GIVEN PASSAGE |
O.C.D. Is An Acronym

NOT An Adjective

Image from drheckle.net

The acronym O.C.D. stands for obsessive compulsive disorder. It's characterized by unreasonable thoughts or fears and is usually accompanied with anxiety and feelings of guilt. Ritualistic behaviors, such as the meaningless repeating of words or actions, are symptoms of O.C.D. as well as, compulsive hoarding, hyper vigilance, social isolation, agitation and hyperactivity. It's a havoc wreaking and burdening disorder but is often written over as someone's desire for cleanliness or organization.

I've heard it a million times. "I'm just really O.C.D. about the way my room is set up," or "Your house is so neat! You must be O.C.D." Although these statements are seemingly harmless, they are incorrect and potentially harmful. When we use diagnoseable disorders as throw-away terms, we are minimizing the severity of the disorder itself. 

For instance, the acronym is just that, an acronym. It's, in a grammatical sense, a noun. It's not an adjective nor a verb but it's thrown around so carelessly, so insensitively, as if it's almost a compliment. But the reality is that behavioral, anxiety, personality and other disorders or mental illnesses, are not to be taken lightly. They can become so debilitating to someone suffering from them and to use the terms in a frivolous manner, can be demeaning and belittling to the sufferer. 

If someone who was diagnosed with obsessive compulsive disorder were to overhear a friend or peer say something like the statements above, how do you think that person would react? Would they feel as if their disability was nothing more than a laughing stock or a common ailment? Would they feel vulnerable to their disorder and no longer seek treatment for themselves? I would like to think that such words wouldn't affect someone suffering and, at times, that may be the case. Unfortunately, our society has deemed mental disorders taboo and often, the punchline of a bad joke. Misconstruing phrases and redefining diagnosable conditions for the sake of a passing joke, is ignorant.

Using mental illness terms as every day descriptors isn't a phenomenon exclusive to obsessive compulsive disorder. Bipolar disorder, depression, dissociative identity disorder (multiple personality disorder), schizophrenia and others are used in the same manner. Sometimes, much to my frustration, these mistaken connotations are even used to sell merchandise

Image from stopthestigma2

Bipolar Disorder is not synonymous with a feeling of otherwise normal mood changes. Bipolar disorder is often misrepresented as a condition that causes rapid mood change (from happy, to sad, to excited, to angry in the blink of an eye) when, in fact, bipolar disorder is a disorder that is characterized by the cycling of depression and mania. A patient can experience depression anywhere from weeks to months but it's diagnosis lies within the subsequent period of mania that can also last for weeks or months. Stop calling your normal mood swings bipolar disorder.

Clinical depression isn't the same as being in a depressed mood. Everyone, at some point in their lives, will experience a depressed mood that will typically pass like any other emotion. Overwhelming feelings of uselessness, despondency, lack of interest in activities, uncontrollable crying along with other possible symptoms that last two weeks or more, can be diagnosed as clinical depression. This can also be caused by a chemical imbalance in the brain, just like many other disorders and illnesses.

ACTIVITIES |
A. In the piece on misusing mental illness terms, bipolar disorder is characterized by the cycling of which two states?
B. From the piece on misusing mental illness terms, quote the passage starting at "Image from stopthestigma2" and ending at "swings bipolar disorder.".
C. Extend the piece on misusing mental illness terms, beginning right after its final sentence.

SOURCE MATERIAL |

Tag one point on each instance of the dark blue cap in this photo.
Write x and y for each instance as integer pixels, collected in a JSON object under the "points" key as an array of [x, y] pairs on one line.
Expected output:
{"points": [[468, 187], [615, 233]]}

TASK-BY-TASK ANSWERS |
A. Depression and mania.

B.
Image from stopthestigma2

Bipolar Disorder is not synonymous with a feeling of otherwise normal mood changes. Bipolar disorder is often misrepresented as a condition that causes rapid mood change (from happy, to sad, to excited, to angry in the blink of an eye) when, in fact, bipolar disorder is a disorder that is characterized by the cycling of depression and mania. A patient can experience depression anywhere from weeks to months but it's diagnosis lies within the subsequent period of mania that can also last for weeks or months. Stop calling your normal mood swings bipolar disorder.

C.
Schizophrenia is not the same as Dissociative Identity Disorder. Again, for the people in the back, schizophrenia is not the same as D.I.D! Google defines schizophrenia as "characterized by thoughts or experiences that seem out of touch with reality, disorganized speech or behavior, and decreased participation in daily activities. Difficulty with concentration and memory may also be present." Though the symptoms can range in severity and some may not experience certain symptoms at all. There can be a spectrum of symptoms pertaining to schizophrenia. D.I.D (otherwise known as multiple personality disorder) is vastly different in that it is defined as a person having two or more distinct fragmented personality states. Each personality can have their own name, back story and personal identity outside of the "host." D.I.D is usually formed because of excruciating trauma during childhood when the child's identity functions "split" in a way for the brain to protect itself from abuse. D.I.D is becoming recognized more and more but for years there was a lot (and still is) of stigma and perplexity surrounding the disorder. Possibly more than any other disorder.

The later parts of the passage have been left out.